DOCUMENT EXCERPT:

· · ·

Insurance Coverage of Novel Therapies – Where Should We Draw the Line?

Insurance Coverage of Novel Therapies – Where Should We Draw the Line?

A highly publicized UHC denial of care led to more questions than answers.

By now many have read the ProPublica expose on how UnitedHealthcare (UHC) did nearly everything possible to avoid paying for the treatment of an insured patient with ulcerative colitis. If you have not read it, you can find the article here.

Let me start by saying that the behavior of the UHC employees, whether condoned by management or not, was inexcusable, and everyone hopes this leads to change. Many of us have heard from commercial insurers that their staffs, including their medical directors, are in no way incentivized to deny care. And this may be true, but what happened with this patient suggests that there may be more devious factors in play.    

But while the behavior of UHC is abhorrent, the case itself does raise an interesting issue. This patient was quite unique, with a disease that was refractory to all usual treatment regimens. He was clearly receiving the best of care, seeing a world-renowned gastroenterologist who works at what is often referred to as the best health system in the world: the Mayo Clinic. As the article describes, he was receiving two medications that are not normally used together, both at doses that are significantly higher than regularly prescribed. And while the article notes that “there was evidence that the treatment plan for McNaughton might work, including studies that had found dual biologic therapy to be efficacious and safe,” they provided no references. A recent literature review notes that “the overwhelming majority of the literature consists of case reports and case series.”   

In fact, the patient’s gastroenterologist was quoted as stating that “my treatment of Chris was not clinically inappropriate — as was shown by Chris’s positive outcome.” As is commonly noted, the plural of anecdote is not data. In other words, the response of one person, or even a few patients, does not prove that a regimen being used is both effective and safe. It certainly may be, but a proper clinical trial is required to be performed to test that hypothesis.

· · ·

SOURCE MATERIAL:
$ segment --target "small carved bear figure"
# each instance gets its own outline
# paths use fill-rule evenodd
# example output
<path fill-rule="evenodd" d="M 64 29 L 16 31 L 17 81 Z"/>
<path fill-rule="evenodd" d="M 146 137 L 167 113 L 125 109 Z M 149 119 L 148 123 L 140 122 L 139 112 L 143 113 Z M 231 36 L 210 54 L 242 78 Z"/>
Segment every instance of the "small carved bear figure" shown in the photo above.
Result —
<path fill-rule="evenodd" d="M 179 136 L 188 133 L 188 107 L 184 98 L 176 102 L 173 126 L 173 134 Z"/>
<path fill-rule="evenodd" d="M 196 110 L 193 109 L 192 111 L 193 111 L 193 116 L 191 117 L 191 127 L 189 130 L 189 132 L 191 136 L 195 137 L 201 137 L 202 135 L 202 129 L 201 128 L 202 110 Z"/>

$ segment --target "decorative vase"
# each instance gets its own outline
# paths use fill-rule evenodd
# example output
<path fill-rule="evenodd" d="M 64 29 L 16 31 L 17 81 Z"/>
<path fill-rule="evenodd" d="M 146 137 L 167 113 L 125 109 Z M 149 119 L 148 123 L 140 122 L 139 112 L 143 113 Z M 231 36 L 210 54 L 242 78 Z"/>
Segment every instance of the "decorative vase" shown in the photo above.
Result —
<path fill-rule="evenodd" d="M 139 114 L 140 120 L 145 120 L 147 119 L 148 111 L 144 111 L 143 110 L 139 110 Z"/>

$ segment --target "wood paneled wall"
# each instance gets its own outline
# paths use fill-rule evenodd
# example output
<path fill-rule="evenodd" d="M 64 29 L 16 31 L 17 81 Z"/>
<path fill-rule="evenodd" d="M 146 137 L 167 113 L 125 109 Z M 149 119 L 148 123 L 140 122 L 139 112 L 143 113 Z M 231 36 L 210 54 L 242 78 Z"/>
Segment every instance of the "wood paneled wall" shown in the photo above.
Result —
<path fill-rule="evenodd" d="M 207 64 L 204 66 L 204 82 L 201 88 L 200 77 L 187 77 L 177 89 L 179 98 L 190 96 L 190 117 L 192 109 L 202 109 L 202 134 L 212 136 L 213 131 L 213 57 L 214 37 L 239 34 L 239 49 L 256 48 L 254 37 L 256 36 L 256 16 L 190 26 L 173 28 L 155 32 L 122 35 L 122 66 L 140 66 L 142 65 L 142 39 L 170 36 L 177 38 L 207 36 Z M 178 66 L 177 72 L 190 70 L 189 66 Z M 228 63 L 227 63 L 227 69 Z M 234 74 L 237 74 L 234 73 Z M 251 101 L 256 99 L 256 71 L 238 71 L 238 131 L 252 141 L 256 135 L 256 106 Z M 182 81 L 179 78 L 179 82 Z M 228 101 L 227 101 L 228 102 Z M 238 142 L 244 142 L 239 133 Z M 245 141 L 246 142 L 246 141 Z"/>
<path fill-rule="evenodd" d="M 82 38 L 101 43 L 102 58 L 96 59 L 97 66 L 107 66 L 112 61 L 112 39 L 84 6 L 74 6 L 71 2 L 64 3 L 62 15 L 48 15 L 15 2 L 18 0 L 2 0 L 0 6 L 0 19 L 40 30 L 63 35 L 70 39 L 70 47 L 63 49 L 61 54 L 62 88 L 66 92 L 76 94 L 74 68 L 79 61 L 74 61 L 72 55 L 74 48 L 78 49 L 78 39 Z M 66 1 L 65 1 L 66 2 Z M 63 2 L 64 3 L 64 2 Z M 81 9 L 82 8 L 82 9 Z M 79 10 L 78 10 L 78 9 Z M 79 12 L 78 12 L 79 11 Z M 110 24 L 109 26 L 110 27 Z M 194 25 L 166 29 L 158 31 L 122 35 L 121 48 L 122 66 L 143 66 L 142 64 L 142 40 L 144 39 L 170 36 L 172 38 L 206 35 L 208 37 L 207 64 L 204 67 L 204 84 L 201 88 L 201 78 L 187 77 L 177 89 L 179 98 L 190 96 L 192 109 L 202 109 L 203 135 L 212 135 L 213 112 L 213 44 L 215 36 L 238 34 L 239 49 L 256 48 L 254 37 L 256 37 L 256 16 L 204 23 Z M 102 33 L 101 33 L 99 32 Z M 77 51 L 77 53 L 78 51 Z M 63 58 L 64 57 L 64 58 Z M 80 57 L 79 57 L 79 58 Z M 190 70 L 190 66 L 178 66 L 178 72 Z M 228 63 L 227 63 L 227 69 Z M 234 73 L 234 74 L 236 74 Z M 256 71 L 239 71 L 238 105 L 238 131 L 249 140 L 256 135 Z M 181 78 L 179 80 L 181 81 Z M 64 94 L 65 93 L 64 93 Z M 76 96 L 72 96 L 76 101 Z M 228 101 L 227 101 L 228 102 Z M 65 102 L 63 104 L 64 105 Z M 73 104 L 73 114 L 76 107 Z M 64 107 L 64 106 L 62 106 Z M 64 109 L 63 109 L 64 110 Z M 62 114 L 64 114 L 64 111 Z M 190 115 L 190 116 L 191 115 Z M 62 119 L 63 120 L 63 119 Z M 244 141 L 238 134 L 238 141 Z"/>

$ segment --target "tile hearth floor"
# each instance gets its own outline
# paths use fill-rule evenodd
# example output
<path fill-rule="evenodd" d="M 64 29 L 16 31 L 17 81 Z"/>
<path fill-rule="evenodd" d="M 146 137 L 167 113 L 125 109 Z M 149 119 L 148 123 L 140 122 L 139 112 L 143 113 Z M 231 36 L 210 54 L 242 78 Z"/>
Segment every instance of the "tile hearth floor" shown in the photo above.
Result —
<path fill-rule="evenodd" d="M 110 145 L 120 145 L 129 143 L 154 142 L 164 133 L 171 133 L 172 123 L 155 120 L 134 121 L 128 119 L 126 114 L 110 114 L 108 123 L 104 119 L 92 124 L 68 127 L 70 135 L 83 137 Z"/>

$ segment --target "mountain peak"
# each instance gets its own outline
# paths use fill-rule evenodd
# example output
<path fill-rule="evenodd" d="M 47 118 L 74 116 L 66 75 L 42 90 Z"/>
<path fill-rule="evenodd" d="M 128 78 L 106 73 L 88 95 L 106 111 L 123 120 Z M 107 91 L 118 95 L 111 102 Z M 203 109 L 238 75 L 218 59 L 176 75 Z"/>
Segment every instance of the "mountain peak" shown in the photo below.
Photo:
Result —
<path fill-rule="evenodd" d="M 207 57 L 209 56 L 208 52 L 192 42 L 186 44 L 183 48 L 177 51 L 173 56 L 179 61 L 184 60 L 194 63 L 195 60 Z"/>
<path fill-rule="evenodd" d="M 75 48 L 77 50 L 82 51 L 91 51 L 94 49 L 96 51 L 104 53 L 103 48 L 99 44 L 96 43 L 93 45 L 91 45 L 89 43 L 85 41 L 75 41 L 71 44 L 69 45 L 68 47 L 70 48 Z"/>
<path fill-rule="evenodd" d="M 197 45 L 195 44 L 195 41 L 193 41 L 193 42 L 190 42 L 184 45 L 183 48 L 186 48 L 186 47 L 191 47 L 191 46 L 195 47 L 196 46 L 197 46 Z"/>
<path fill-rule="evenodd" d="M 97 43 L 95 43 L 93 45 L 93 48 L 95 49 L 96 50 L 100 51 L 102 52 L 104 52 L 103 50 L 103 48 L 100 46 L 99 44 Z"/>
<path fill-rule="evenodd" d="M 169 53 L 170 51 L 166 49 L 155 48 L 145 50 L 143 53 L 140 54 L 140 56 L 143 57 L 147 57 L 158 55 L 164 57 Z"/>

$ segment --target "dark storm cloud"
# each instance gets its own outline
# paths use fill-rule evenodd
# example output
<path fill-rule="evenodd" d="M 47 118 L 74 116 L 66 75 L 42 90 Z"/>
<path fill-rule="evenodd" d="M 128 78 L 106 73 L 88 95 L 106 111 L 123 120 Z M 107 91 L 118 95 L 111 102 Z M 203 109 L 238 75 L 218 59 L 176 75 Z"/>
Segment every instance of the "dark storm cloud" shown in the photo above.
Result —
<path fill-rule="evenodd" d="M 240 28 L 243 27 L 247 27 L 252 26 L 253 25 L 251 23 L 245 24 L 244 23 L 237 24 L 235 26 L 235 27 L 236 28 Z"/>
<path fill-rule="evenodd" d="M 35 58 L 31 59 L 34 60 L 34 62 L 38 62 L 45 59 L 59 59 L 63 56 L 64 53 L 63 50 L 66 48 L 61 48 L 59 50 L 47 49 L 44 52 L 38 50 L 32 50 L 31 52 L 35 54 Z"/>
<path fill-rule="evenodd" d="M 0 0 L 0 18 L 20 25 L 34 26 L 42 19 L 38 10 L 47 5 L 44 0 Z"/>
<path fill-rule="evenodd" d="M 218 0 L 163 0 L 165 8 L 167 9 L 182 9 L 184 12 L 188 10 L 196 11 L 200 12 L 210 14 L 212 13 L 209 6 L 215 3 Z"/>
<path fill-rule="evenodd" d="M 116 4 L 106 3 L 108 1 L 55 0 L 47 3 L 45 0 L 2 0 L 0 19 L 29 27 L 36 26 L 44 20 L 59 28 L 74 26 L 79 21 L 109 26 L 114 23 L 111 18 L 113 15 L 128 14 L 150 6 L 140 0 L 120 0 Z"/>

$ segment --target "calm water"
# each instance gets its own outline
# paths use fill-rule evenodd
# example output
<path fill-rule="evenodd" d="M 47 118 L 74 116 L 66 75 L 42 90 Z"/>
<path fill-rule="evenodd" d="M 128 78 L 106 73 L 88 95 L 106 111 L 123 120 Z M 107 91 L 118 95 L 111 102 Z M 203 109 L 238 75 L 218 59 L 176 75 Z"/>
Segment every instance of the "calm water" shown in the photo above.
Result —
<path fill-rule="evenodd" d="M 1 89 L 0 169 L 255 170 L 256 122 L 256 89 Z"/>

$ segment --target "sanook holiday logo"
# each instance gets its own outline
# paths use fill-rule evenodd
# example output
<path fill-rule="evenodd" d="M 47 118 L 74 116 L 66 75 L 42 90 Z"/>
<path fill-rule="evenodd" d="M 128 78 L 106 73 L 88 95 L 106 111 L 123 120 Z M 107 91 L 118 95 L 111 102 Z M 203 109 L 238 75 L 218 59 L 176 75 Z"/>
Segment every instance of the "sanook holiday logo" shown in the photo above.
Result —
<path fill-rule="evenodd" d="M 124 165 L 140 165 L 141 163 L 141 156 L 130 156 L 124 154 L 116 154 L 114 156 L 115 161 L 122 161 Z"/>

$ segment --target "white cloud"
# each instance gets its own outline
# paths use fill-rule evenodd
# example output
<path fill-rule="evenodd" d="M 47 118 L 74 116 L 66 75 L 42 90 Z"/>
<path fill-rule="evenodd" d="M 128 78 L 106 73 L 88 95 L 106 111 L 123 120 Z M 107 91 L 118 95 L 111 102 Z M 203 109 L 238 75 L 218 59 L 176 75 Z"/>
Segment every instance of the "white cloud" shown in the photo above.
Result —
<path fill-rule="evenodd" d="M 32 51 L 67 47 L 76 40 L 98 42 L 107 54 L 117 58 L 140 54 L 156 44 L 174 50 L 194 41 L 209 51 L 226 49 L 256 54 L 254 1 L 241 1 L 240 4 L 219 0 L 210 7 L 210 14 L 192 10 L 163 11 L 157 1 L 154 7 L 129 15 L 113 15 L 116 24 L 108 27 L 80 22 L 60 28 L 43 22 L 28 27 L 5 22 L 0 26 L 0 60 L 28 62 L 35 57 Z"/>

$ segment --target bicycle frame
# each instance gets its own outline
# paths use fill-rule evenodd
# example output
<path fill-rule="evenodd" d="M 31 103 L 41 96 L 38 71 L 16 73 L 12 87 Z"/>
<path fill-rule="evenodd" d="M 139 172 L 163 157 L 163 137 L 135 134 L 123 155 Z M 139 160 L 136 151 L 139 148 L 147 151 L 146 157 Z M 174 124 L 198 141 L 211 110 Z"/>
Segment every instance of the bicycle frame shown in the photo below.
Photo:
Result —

· · ·

EXERCISE TASKS:
[a] In the commentary on insurance coverage of novel therapies, why does the author reject the gastroenterologist's claim that the patient's positive outcome showed the treatment was appropriate? Answer in one to three sentences.
[b] Answer these questions from the commentary on insurance coverage of novel therapies:
(i) What disease did the insured patient have?
(ii) At which health system did the patient's gastroenterologist work?
(iii) According to a recent literature review, what does most of the literature on dual biologic therapy consist of?
[c] Continue the commentary on insurance coverage of novel therapies from its final sentence.

OUTPUTS FOR THE TASKS:
[a] The author holds that "the plural of anecdote is not data." The response of one patient, or even a few, does not prove that a regimen is both effective and safe. Testing that requires a proper clinical trial.

[b]
(i) Ulcerative colitis.
(ii) The Mayo Clinic.
(iii) Case reports and case series.

[c]
This case contrasts with a recent denial by Premera Blue Cross that went viral on Twitter and was covered by Medscape News; it was about approval for Keytruda, an immunotherapy for breast cancer. In this case, the treatment was supported by National Comprehensive Cancer Network (NCCN) and American Society of Clinical Oncology (ACSO) guidelines for this patient. Clearly, the insurance company was wrong for denying coverage, and according to the article, the vice president of medical management reversed the denial when provided the references.

Even if guidelines and studies are not available, as often happens with cancer therapy, there are compassionate care programs that allow patients to access experimental therapies. Drug companies can, with Food and Drug Administration (FDA) approval, allow patients to receive medications that are not yet FDA-approved outside of a clinical trial. Most insurers and Medicare also provide coverage for cancer treatments that are not only FDA-approved, but also supported by clinical compendia or clinical trials published in peer-reviewed journals. And many pharmaceutical companies offer patient assistance programs for their medications when the patient has no coverage or inadequate coverage.

So, the lingering goal with this case is to define the obligation of insurance companies to pay for therapies that have not been properly studied. Certainly, in this situation, it may be difficult to find enough patients with such refractory disease in order to test the treatment in a trial. Should that play a factor? Should there be a definition for rare manifestations of diseases that forces insurers to pay for any treatment proposed by a licensed physician? Should it be based on the qualifications of the treating physician? While I will not address the controversies that manifested during the COVID-19 pandemic, it certainly illustrates the complexities of patients’ rights to access to treatments, and who is obligated to pay for that.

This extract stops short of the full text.